Required work =
Please find the lines in the following records that hold "floor", and copy them.

(Referring expression data)
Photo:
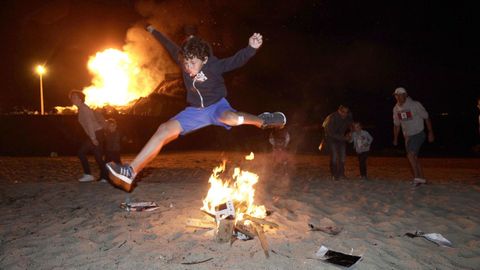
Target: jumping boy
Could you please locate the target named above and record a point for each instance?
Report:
(362, 141)
(206, 91)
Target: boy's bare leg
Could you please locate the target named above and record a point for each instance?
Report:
(166, 133)
(415, 165)
(233, 119)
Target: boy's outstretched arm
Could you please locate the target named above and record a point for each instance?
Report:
(171, 47)
(242, 56)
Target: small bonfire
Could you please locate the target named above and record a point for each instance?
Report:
(230, 201)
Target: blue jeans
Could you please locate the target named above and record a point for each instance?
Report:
(337, 151)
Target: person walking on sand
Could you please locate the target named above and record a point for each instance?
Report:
(336, 126)
(362, 140)
(206, 91)
(93, 128)
(112, 142)
(410, 116)
(279, 138)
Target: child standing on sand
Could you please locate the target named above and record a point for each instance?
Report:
(112, 142)
(362, 141)
(206, 91)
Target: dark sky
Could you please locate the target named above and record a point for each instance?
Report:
(316, 54)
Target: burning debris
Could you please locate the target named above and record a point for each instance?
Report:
(231, 203)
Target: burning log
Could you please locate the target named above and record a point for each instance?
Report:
(262, 238)
(202, 224)
(224, 231)
(245, 229)
(261, 221)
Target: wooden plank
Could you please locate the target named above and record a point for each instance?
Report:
(260, 221)
(223, 233)
(247, 230)
(199, 223)
(262, 238)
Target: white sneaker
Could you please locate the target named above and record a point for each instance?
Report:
(86, 178)
(419, 181)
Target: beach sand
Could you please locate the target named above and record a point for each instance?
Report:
(51, 221)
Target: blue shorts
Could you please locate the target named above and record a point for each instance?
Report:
(193, 118)
(414, 142)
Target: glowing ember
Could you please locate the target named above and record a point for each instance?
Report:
(250, 157)
(117, 79)
(238, 189)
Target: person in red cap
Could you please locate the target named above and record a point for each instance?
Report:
(410, 116)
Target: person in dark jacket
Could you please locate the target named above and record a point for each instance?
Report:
(206, 91)
(336, 126)
(112, 142)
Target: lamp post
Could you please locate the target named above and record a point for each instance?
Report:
(40, 71)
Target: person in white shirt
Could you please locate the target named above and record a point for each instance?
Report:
(362, 140)
(411, 117)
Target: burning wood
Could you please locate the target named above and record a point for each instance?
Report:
(231, 203)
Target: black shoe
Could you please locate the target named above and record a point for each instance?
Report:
(121, 176)
(273, 120)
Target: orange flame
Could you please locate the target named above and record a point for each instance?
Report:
(117, 80)
(250, 157)
(238, 189)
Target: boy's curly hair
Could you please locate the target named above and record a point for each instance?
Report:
(195, 47)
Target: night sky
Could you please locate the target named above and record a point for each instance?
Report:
(316, 54)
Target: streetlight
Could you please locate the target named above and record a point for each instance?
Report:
(40, 69)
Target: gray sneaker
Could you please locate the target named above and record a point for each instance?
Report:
(121, 176)
(273, 120)
(86, 178)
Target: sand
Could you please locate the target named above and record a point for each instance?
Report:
(51, 221)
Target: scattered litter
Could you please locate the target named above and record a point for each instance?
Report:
(139, 206)
(337, 258)
(433, 237)
(197, 262)
(224, 210)
(326, 225)
(241, 236)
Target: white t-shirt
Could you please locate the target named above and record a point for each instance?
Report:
(410, 116)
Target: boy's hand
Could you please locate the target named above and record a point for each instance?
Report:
(255, 41)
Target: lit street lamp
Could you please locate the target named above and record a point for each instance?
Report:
(40, 71)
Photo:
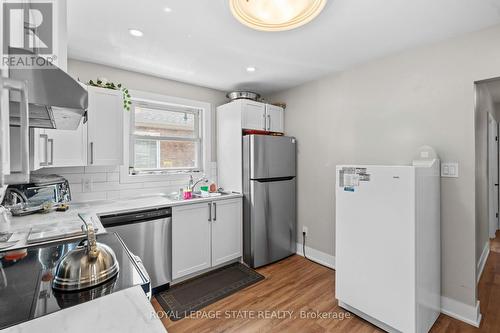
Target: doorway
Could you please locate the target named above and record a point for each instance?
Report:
(487, 119)
(493, 195)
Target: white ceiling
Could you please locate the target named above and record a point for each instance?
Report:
(200, 42)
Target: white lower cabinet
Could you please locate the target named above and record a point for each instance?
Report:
(226, 231)
(190, 239)
(205, 235)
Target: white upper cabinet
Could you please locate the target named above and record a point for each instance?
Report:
(59, 148)
(253, 115)
(105, 127)
(99, 141)
(257, 115)
(275, 118)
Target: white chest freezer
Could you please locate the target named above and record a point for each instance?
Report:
(388, 257)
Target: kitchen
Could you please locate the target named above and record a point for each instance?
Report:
(218, 202)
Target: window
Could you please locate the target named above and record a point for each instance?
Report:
(165, 138)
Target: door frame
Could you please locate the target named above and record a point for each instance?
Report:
(493, 188)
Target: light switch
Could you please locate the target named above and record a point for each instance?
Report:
(449, 170)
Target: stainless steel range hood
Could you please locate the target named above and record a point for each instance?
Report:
(56, 100)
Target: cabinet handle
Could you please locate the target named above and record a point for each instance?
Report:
(24, 149)
(51, 141)
(45, 137)
(209, 212)
(215, 212)
(91, 153)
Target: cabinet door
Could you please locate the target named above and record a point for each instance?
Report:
(190, 239)
(226, 230)
(275, 118)
(67, 148)
(253, 115)
(105, 127)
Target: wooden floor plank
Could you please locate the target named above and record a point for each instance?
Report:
(298, 285)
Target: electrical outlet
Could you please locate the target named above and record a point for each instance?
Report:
(87, 184)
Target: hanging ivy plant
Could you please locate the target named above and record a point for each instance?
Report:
(127, 101)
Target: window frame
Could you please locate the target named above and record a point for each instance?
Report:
(168, 175)
(168, 108)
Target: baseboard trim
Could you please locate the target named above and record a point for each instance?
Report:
(467, 313)
(482, 260)
(450, 307)
(319, 257)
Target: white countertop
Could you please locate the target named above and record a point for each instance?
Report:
(22, 225)
(125, 311)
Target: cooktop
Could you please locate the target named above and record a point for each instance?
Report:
(26, 280)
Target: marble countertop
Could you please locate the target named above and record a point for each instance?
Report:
(21, 226)
(125, 311)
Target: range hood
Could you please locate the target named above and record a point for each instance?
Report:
(56, 100)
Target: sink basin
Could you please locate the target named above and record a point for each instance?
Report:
(196, 195)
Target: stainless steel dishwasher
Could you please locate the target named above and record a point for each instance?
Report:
(148, 234)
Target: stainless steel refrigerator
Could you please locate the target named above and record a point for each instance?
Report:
(269, 188)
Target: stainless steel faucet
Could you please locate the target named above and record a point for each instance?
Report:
(192, 184)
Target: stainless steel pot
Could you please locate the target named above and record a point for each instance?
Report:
(86, 266)
(242, 95)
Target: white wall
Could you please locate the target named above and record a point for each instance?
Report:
(104, 181)
(380, 113)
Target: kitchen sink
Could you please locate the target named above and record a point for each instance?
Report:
(196, 195)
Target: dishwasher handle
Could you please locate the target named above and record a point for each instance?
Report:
(142, 216)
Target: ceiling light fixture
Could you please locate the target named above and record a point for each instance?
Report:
(276, 15)
(136, 33)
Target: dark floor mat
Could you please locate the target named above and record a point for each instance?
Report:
(192, 295)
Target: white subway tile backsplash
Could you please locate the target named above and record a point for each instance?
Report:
(92, 169)
(113, 195)
(81, 197)
(114, 186)
(105, 183)
(113, 176)
(58, 171)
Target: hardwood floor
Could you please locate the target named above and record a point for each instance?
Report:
(306, 288)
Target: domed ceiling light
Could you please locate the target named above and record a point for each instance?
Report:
(276, 15)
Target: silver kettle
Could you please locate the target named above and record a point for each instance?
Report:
(87, 265)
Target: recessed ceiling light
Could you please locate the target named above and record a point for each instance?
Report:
(276, 15)
(136, 33)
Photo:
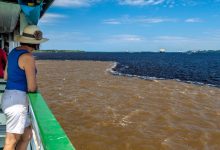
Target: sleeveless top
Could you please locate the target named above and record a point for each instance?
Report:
(16, 76)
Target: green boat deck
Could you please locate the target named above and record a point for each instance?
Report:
(47, 132)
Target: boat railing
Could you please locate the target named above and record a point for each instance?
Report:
(47, 132)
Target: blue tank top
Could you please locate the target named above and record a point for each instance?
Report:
(16, 76)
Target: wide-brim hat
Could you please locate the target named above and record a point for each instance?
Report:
(31, 35)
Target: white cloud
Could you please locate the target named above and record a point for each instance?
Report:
(74, 3)
(171, 38)
(140, 2)
(51, 17)
(139, 20)
(193, 20)
(111, 21)
(125, 38)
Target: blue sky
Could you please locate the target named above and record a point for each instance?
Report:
(132, 25)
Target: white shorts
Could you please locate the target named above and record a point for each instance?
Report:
(15, 107)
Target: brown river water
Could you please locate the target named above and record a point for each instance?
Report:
(100, 111)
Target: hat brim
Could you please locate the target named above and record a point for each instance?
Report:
(22, 39)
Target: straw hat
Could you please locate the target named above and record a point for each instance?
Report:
(31, 35)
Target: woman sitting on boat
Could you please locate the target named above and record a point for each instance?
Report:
(21, 78)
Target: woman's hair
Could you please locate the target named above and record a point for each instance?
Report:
(35, 46)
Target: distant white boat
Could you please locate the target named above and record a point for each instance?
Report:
(162, 50)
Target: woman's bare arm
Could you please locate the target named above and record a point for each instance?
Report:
(5, 72)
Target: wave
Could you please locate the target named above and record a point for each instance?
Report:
(113, 70)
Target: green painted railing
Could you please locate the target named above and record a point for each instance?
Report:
(52, 135)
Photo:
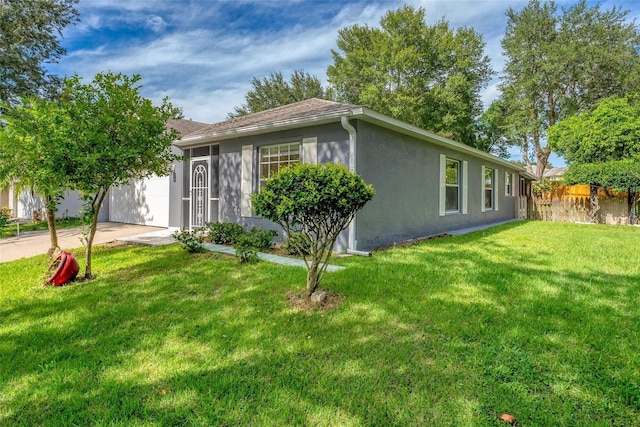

Result of the exercise =
Target: wooden floor plank
Target: dark floor mat
Target: hardwood floor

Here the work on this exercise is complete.